Description of the task |
Reproduce the full preface about having more babies below, word for word.
#### Excerpted text ####
More
Babies?
(Preface)
By
Cherie Logan
My
marriage was preceded
by a vision of my children. Their individual births were preceded
by visits of each child, more than once. I was medically advised
after the birth and death of our first that all babies would be early
and
probably die and I shouldn't have any. I went to bed/couch with
each
baby, usually at 15 weeks pregnant. Only one other was
early...ten
weeks...and he is now 18. They came when the Lord sent them, no
force
of spacing on our part. But then I was told contrary to the
doctors
that if I was to have all of the children the Lord had shown me plus
the
one he hadn't (I knew at the time of the vision that at least one was
missing,
busy elsewhere) I must not space them. They came. A couple
of early miscarriages came and went. But each child came.
With
the arrival
of my tenth baby...I died. Assured that having happened once the
medical profession would be prepared the next time and it shouldn't
repeat
but still my husband was terrified at the thought of having me beyond
his
mortal reach. I prayed for more children. He prayed that I
not have any more if I wouldn't live through it. His prayer must
have been louder. The day came when in a blessing the Lord told
me
he had heard my husband's prayer. Knowing how loved I am but
still
longing for two boys I had seen when I died (and other times) I
continued
in prayer and faith and a monthly emotional roller-coaster. Never
using any control. We had made that choice long ago and it was as
much a part of who we are as any other aspect of our personal faith.
I
always hoped and
prayed that when the time came that I was finished that first I would
know
it and second that I wouldn't have to Choose to take permanent
action.
I wanted time to be the enemy of creation, for a woman it always
happens.
With time quickly approaching and my youngest even more quickly
growing,
I sought a blessing from a sweet friend. Elder Rector laid his
hands
upon my head and told me, "It will be impossible for you to have
another
baby. The boys you saw are your grandchildren and your influence
over them will be mighty." Of course he said other things.
Beautiful things about being a grandmother and I realized that the role
of grandmother is not what the world things but something we have lost
and the Lord wants us to re-awaken. But for that I must go on
faith
as my oldest is twenty and she is not married. But he said
impossible.
#### Excerpted data ####
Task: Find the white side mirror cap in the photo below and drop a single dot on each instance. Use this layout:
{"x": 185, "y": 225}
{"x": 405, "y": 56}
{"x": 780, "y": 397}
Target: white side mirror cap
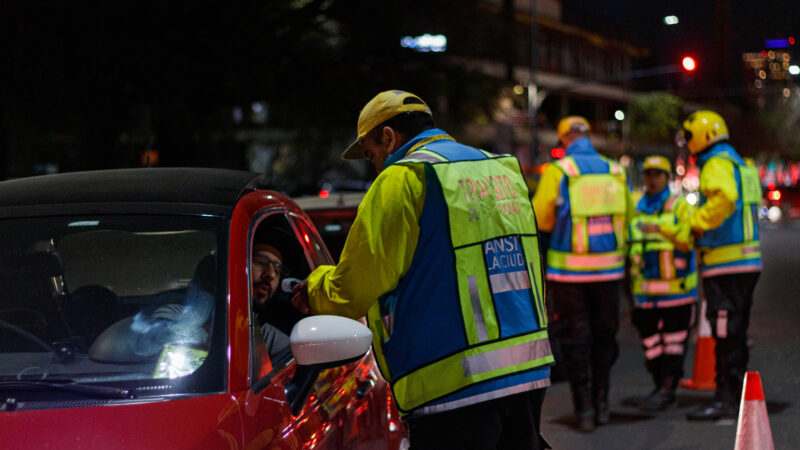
{"x": 326, "y": 340}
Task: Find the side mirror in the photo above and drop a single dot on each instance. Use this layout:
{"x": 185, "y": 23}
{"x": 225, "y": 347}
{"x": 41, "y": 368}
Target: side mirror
{"x": 320, "y": 342}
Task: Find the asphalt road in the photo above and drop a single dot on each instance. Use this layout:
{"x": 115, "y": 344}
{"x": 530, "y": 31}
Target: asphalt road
{"x": 774, "y": 352}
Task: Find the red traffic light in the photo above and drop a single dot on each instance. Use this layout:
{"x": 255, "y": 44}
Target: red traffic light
{"x": 557, "y": 153}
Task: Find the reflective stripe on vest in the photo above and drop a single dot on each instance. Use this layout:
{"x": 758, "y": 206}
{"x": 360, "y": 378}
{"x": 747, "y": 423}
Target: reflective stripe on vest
{"x": 597, "y": 204}
{"x": 735, "y": 257}
{"x": 470, "y": 366}
{"x": 663, "y": 252}
{"x": 485, "y": 199}
{"x": 731, "y": 253}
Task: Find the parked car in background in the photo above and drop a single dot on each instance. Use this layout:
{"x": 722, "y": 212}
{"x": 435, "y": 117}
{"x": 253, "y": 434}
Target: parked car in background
{"x": 333, "y": 215}
{"x": 126, "y": 321}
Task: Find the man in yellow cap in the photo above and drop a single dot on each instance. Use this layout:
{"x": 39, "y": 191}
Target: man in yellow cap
{"x": 583, "y": 200}
{"x": 663, "y": 280}
{"x": 443, "y": 257}
{"x": 726, "y": 227}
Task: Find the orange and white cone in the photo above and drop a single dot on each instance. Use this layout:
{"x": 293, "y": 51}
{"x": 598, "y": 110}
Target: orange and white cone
{"x": 704, "y": 371}
{"x": 753, "y": 431}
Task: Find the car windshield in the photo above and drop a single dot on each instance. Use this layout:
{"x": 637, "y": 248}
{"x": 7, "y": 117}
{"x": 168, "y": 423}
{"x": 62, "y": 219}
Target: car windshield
{"x": 124, "y": 301}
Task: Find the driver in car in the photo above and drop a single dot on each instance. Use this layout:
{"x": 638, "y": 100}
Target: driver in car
{"x": 267, "y": 268}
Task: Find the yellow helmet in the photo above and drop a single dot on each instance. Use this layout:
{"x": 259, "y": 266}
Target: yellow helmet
{"x": 572, "y": 123}
{"x": 700, "y": 130}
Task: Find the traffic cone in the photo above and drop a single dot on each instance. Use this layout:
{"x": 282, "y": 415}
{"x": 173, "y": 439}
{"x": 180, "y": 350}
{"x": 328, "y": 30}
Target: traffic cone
{"x": 704, "y": 371}
{"x": 753, "y": 431}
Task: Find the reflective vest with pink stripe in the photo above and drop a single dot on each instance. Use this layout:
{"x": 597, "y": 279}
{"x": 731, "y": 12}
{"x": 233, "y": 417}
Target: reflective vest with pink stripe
{"x": 589, "y": 234}
{"x": 661, "y": 275}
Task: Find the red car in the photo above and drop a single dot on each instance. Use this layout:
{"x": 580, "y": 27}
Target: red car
{"x": 126, "y": 321}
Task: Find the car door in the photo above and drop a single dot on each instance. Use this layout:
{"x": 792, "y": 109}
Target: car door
{"x": 355, "y": 396}
{"x": 267, "y": 419}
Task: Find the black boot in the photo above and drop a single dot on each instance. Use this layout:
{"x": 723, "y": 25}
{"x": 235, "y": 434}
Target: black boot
{"x": 582, "y": 401}
{"x": 724, "y": 404}
{"x": 662, "y": 397}
{"x": 600, "y": 389}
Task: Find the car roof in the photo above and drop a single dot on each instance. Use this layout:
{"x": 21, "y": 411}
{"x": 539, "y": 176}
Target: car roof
{"x": 206, "y": 186}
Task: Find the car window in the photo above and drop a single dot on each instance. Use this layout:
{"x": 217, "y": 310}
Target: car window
{"x": 277, "y": 257}
{"x": 316, "y": 250}
{"x": 122, "y": 300}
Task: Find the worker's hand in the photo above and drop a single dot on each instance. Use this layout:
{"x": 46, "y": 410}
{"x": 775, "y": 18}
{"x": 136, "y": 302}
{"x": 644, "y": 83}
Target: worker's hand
{"x": 300, "y": 297}
{"x": 648, "y": 228}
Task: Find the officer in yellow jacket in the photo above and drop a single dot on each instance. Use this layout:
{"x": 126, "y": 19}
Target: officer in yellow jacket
{"x": 583, "y": 200}
{"x": 444, "y": 259}
{"x": 663, "y": 280}
{"x": 726, "y": 227}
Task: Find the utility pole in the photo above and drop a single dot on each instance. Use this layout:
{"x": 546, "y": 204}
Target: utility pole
{"x": 533, "y": 90}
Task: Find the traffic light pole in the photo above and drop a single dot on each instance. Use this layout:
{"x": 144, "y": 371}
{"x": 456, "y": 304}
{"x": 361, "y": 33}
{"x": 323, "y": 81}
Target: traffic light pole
{"x": 533, "y": 90}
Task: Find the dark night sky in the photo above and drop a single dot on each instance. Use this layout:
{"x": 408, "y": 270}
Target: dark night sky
{"x": 750, "y": 22}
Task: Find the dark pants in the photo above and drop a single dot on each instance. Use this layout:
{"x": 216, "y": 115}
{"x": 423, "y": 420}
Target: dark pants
{"x": 664, "y": 333}
{"x": 504, "y": 423}
{"x": 585, "y": 319}
{"x": 729, "y": 299}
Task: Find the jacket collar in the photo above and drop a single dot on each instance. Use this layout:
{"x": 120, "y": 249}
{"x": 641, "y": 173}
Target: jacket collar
{"x": 716, "y": 150}
{"x": 581, "y": 146}
{"x": 652, "y": 203}
{"x": 401, "y": 152}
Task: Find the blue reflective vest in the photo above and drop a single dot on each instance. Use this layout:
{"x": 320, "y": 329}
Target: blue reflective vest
{"x": 589, "y": 234}
{"x": 466, "y": 323}
{"x": 733, "y": 247}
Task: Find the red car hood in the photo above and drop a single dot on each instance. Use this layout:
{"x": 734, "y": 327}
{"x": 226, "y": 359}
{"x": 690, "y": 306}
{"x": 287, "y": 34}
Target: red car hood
{"x": 202, "y": 422}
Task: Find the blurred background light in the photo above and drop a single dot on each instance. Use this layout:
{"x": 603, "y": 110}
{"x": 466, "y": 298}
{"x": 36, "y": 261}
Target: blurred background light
{"x": 426, "y": 43}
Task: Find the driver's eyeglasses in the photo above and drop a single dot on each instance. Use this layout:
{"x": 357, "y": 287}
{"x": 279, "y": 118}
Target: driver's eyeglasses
{"x": 267, "y": 264}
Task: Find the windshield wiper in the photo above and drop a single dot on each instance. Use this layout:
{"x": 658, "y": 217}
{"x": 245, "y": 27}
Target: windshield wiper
{"x": 68, "y": 386}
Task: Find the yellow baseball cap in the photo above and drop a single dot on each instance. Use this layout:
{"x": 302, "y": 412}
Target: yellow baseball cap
{"x": 657, "y": 162}
{"x": 381, "y": 108}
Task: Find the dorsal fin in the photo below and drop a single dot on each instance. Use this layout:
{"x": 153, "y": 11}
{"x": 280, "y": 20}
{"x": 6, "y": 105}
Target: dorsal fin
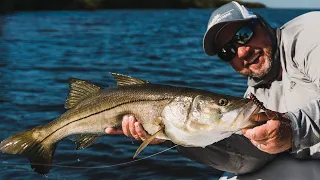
{"x": 79, "y": 89}
{"x": 124, "y": 80}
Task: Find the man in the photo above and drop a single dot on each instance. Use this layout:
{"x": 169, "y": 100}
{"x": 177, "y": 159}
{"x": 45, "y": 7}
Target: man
{"x": 283, "y": 70}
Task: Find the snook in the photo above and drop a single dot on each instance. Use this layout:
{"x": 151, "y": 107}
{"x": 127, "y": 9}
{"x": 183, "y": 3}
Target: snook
{"x": 185, "y": 116}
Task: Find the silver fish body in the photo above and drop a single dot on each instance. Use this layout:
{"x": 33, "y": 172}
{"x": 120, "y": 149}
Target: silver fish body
{"x": 185, "y": 116}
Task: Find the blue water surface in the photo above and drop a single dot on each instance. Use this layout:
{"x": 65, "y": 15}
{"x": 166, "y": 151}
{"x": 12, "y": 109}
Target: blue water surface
{"x": 41, "y": 50}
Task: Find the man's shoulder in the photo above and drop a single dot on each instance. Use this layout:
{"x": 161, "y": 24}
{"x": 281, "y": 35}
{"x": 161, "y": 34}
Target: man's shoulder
{"x": 310, "y": 18}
####
Solution to the exercise |
More
Babies?
(Preface)
By
Cherie Logan
My
marriage was preceded
by a vision of my children. Their individual births were preceded
by visits of each child, more than once. I was medically advised
after the birth and death of our first that all babies would be early
and
probably die and I shouldn't have any. I went to bed/couch with
each
baby, usually at 15 weeks pregnant. Only one other was
early...ten
weeks...and he is now 18. They came when the Lord sent them, no
force
of spacing on our part. But then I was told contrary to the
doctors
that if I was to have all of the children the Lord had shown me plus
the
one he hadn't (I knew at the time of the vision that at least one was
missing,
busy elsewhere) I must not space them. They came. A couple
of early miscarriages came and went. But each child came.
With
the arrival
of my tenth baby...I died. Assured that having happened once the
medical profession would be prepared the next time and it shouldn't
repeat
but still my husband was terrified at the thought of having me beyond
his
mortal reach. I prayed for more children. He prayed that I
not have any more if I wouldn't live through it. His prayer must
have been louder. The day came when in a blessing the Lord told
me
he had heard my husband's prayer. Knowing how loved I am but
still
longing for two boys I had seen when I died (and other times) I
continued
in prayer and faith and a monthly emotional roller-coaster. Never
using any control. We had made that choice long ago and it was as
much a part of who we are as any other aspect of our personal faith.
I
always hoped and
prayed that when the time came that I was finished that first I would
know
it and second that I wouldn't have to Choose to take permanent
action.
I wanted time to be the enemy of creation, for a woman it always
happens.
With time quickly approaching and my youngest even more quickly
growing,
I sought a blessing from a sweet friend. Elder Rector laid his
hands
upon my head and told me, "It will be impossible for you to have
another
baby. The boys you saw are your grandchildren and your influence
over them will be mighty." Of course he said other things.
Beautiful things about being a grandmother and I realized that the role
of grandmother is not what the world things but something we have lost
and the Lord wants us to re-awaken. But for that I must go on
faith
as my oldest is twenty and she is not married. But he said
impossible.